C’est une petite merveille, avec ses belles maisons à pans de bois et ses rues en damier joliment fleuries. Labellisé « Plus Beau Village de France », classé parmi les « Villages préférés des Français » en 2024, c’est un bourg très vivant avec de nombreux commerces et des terrasses où boire un verre.
La halle couverte soutenue par 48 imposants piliers en bois (dont quelques-uns du XIVe siècle), occupe presque toute la place centrale : la radio locale, Radio 4, est installée à l’étage dans la Maison des Consuls, tandis que derrière les arcades, sous les couverts, s’activent toujours des boutiques. Le marché se tient encore le samedi
Un peu à l’écart se dresse l’église Notre-Dame, monumentale, fortifiée pour que la population puisse, si besoin, s’y réfugier. Dans l’une des tours percées de meurtrières, un escalier en colimaçon mène au chemin de ronde. Le fort adjacent à l’église – avec douves et pont-levis – a été démoli en 1794.
Monpazier, la « bastide idéale »
Par de petites routes qui tournicotent dans les bois, on monte à Monpazier, juchée dans la vallée du Dropt : la « bastide idéale » selon Viollet-le-Duc et Le Corbusier ! Son histoire est racontée en détail au Bastideum, espace scénographique moderne avec jeux pour enfants et jardin médiéval.

Section des données:
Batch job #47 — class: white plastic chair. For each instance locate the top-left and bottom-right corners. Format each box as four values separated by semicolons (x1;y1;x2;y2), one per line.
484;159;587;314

Tâches à réaliser:
- a) Reproduisez à l'identique le passage de l'extrait sur les bastides qui s'ouvre sur les mots contenant "Par de petites" et se clôt sur "et jardin médiéval.".
- b) Répondez aux questions suivantes à l'aide de l'extrait sur les bastides :
(i) Combien de piliers en bois soutiennent la halle couverte ?
(ii) En quelle année le fort adjacent à l'église a-t-il été démoli ?
(iii) Dans quel lieu l'histoire de Monpazier est-elle racontée en détail ?

Réponses attendues:
- a)
Par de petites routes qui tournicotent dans les bois, on monte à Monpazier, juchée dans la vallée du Dropt : la « bastide idéale » selon Viollet-le-Duc et Le Corbusier ! Son histoire est racontée en détail au Bastideum, espace scénographique moderne avec jeux pour enfants et jardin médiéval.

- b)
(i) 48 piliers.
(ii) En 1794.
(iii) Au Bastideum.